### Work order:
If a line of the data below contains the string "slope", copy it into your answer.

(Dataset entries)
BEGIN

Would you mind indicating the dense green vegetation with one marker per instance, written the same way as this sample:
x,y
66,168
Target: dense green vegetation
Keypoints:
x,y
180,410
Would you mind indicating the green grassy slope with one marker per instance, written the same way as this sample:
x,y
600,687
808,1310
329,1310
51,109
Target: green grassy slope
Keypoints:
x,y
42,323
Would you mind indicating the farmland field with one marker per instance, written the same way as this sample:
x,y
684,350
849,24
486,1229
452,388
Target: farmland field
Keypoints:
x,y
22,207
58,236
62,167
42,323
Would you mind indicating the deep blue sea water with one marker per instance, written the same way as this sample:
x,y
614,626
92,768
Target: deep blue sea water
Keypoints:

END
BEGIN

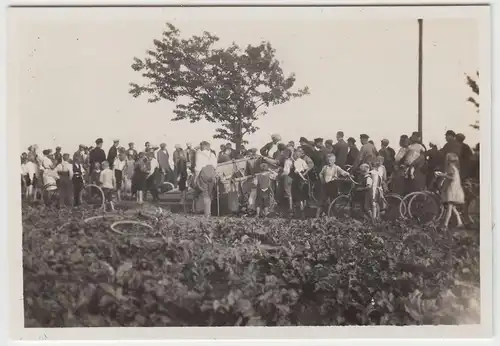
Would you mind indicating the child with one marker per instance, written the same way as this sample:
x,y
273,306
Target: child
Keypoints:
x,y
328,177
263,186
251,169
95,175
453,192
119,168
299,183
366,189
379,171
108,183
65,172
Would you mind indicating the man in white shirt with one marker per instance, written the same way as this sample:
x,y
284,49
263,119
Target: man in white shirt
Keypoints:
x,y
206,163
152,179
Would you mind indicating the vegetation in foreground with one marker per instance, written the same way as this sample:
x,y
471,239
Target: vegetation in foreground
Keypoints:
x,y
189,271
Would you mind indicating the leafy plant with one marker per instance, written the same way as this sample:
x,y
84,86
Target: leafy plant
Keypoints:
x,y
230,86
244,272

END

### Result:
Would you mind indicating the green grassy slope with one marker per instance, written the same way as this sample:
Target: green grassy slope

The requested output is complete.